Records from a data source
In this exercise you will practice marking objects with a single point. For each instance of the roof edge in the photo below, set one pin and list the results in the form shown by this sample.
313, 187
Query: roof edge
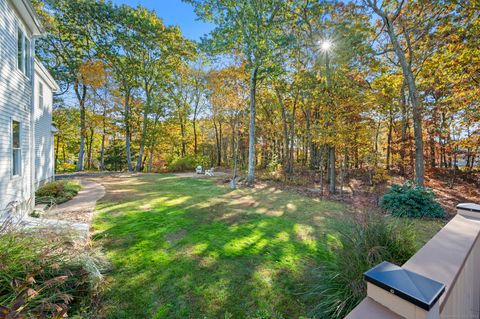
28, 14
43, 72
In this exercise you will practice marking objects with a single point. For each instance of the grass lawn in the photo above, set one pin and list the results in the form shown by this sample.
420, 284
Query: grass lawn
189, 248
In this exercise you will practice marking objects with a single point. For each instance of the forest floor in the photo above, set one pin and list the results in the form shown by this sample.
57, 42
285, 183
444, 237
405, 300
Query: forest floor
188, 247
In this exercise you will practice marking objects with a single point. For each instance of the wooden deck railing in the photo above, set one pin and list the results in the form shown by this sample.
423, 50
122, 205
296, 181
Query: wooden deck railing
442, 280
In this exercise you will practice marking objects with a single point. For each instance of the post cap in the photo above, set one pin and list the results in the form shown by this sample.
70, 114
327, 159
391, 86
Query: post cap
471, 207
412, 287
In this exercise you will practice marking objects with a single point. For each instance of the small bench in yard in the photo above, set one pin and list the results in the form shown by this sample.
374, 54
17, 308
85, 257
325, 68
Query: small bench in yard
209, 172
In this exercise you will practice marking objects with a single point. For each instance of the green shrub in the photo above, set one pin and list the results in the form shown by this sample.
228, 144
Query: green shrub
43, 275
57, 192
187, 163
409, 200
66, 168
355, 248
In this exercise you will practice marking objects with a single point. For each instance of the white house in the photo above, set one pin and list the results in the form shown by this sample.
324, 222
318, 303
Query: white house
26, 90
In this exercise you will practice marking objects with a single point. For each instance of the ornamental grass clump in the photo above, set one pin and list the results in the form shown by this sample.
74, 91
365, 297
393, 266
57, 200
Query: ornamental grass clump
45, 274
409, 200
356, 246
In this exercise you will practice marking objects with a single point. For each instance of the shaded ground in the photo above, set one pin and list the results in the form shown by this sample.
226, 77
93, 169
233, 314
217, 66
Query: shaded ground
185, 247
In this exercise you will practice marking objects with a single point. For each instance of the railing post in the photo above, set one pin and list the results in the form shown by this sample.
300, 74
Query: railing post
408, 294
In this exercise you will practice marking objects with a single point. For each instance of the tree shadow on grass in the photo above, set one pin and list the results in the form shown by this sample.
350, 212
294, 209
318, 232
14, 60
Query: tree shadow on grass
203, 251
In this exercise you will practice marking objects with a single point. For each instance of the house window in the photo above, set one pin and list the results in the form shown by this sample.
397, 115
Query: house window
21, 51
16, 149
40, 95
23, 56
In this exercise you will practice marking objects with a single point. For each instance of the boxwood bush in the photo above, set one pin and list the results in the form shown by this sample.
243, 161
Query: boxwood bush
355, 247
409, 200
57, 192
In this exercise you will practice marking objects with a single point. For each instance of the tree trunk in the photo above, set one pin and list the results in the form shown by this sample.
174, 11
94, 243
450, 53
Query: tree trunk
389, 139
127, 131
89, 148
251, 135
195, 140
286, 141
150, 160
81, 93
57, 148
403, 147
217, 142
416, 107
182, 131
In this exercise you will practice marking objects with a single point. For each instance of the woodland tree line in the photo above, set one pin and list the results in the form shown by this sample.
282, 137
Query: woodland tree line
284, 86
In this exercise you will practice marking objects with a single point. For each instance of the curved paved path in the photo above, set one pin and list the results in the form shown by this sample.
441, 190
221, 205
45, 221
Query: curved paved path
81, 207
76, 214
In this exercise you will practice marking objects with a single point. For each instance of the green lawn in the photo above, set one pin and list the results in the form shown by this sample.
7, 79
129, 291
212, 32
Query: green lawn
189, 248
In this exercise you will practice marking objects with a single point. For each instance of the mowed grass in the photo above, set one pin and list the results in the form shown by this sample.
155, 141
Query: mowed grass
190, 248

= Task =
Leave the pictures out and reproduce each record exactly as written.

= Answer to this problem =
In this exercise you will practice marking objects with a single point. For each instance of the roof edge in the photo below, set one pin and list the results in the form shown by this sample.
313, 187
Query: roof edge
28, 14
43, 72
In this exercise you will practice marking objects with a single point. For each instance of the grass lawn in the photo above, set one pin and list the results in the form shown by this sample.
420, 284
Query: grass lawn
189, 248
In this exercise you will practice marking objects with a single point. For each instance of the forest floor in the photo above, set one pin and list the results in the form shown by this sample.
57, 42
285, 183
444, 237
405, 300
Query: forest floor
188, 247
In this exercise you will practice marking objects with a single point. For each instance of the wooden deck railing in the photo above, set one pin and list the results in the form shown by this sample.
423, 50
122, 205
296, 181
Query: wooden deck railing
442, 280
In this exercise you will practice marking objects with a single point. For each instance of the post cap in the photo above, set one pin and list the results in the form shown by this sample.
70, 114
327, 159
391, 86
Query: post cap
471, 207
412, 287
In this exercise you will practice marking objects with a single point. For each instance of the small bench in yard in the photo above, set one pin and list the results in the form shown by this sample.
374, 54
17, 308
85, 257
325, 68
Query: small bench in yard
209, 172
In this exercise you will practice marking objects with a single point. For each instance of the green shrub in the photo above, set one pin and list the results in the form shown by this sample.
228, 144
Query: green shrub
43, 275
57, 192
187, 163
409, 200
66, 168
355, 248
In this exercise you will practice marking objects with a single point. For each instance of the white house in the photo above, set one pin and list the results in the form shown by this sample.
324, 222
318, 303
Query: white house
26, 90
In this exercise you will practice marking objects with a single point. For each instance of the ornamental grass clump in the photo above, set one pin and list the results in the form shown by this sample.
74, 91
365, 297
393, 266
57, 200
Query: ornamental grass clump
45, 274
409, 200
356, 246
In this exercise you will practice marking objects with a single point. For each instance of the shaded ground in the photo above, set one pin and list the results in the form shown by this sample.
226, 77
93, 169
233, 314
217, 66
Query: shaded ground
185, 247
In this exercise you will practice marking objects with a single point. For each instance of the railing post in the photo above, set one pin and list the results in the form shown by this sample.
300, 74
Query: railing post
408, 294
In this exercise you will practice marking objects with a single point. For each instance of the tree shadow on grass in the photo above, set one pin and list the results in the form shown by this sample.
350, 212
294, 209
318, 232
14, 60
Query: tree shadow on grass
203, 251
In this exercise you will practice marking objects with a single point. For each instance of the house window in the photo above, set one pin and list the results in the form shown by this sample.
397, 115
Query: house window
21, 51
16, 149
40, 95
23, 56
In this exercise you will practice marking objects with a single point. For each instance of the boxwood bush in the photo above, set one pin and list the results in the form shown by this sample.
243, 161
Query: boxwood bush
355, 247
409, 200
57, 192
In this exercise you will practice marking objects with a single point. For each instance of the tree trunk in the photo above, set one pin and list the results in the form shown by this sample.
174, 11
94, 243
450, 53
Query: tree trunk
389, 139
127, 131
89, 148
251, 135
195, 140
286, 141
150, 160
81, 93
57, 148
403, 147
217, 142
416, 107
182, 131
In this exercise you will practice marking objects with a single point. For each instance of the woodland tree line in the photo above, set one pin and list the results in the form shown by this sample.
282, 137
Query: woodland tree line
284, 86
In this exercise you will practice marking objects with a single point. For each instance of the curved paved path in the photo above, set one pin and list the results in the form shown by this sample.
441, 190
221, 205
45, 221
Query: curved paved path
81, 207
76, 214
In this exercise you will practice marking objects with a single point. For each instance of the green lawn in the photo above, set one pin and list the results in the form shown by this sample.
7, 79
129, 291
212, 32
Query: green lawn
189, 248
In this exercise you will practice marking objects with a single point. For each instance of the mowed grass in the photo above, set one pin and list the results in the form shown by this sample.
155, 141
Query: mowed grass
190, 248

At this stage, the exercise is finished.